**Problem description:**
Recast the lines of all the records below as a Markdown table with the columns "Row" and "Line", giving each line its own row number and leaving out blank lines and the pictures.

>> START

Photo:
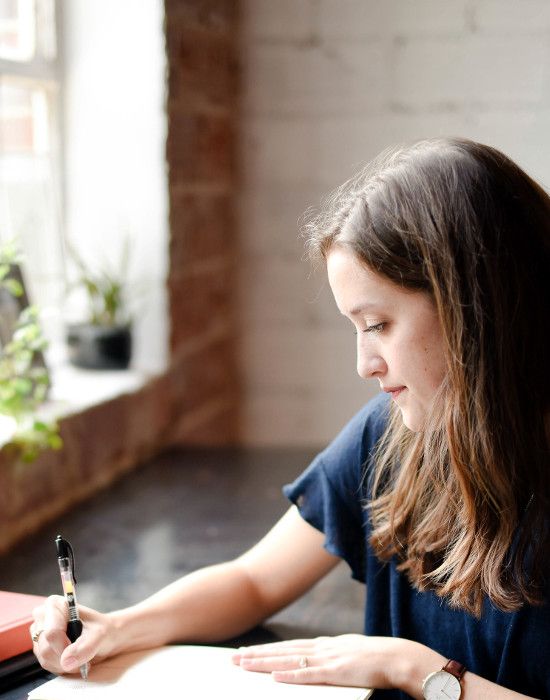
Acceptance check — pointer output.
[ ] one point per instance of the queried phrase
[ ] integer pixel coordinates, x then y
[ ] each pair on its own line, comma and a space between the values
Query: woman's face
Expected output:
399, 338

>> END

**Written solution:**
| Row | Line |
|---|---|
| 1 | Photo: |
| 2 | Acceptance check — pointer output. |
| 3 | [ ] one point per instance of the queried phrase |
| 4 | [ ] integer pixel coordinates, x then y |
| 5 | [ ] each pair on its own line, comma and a space between the values |
| 6 | Query: woman's face |
| 7 | Expected output: |
| 8 | 399, 338 |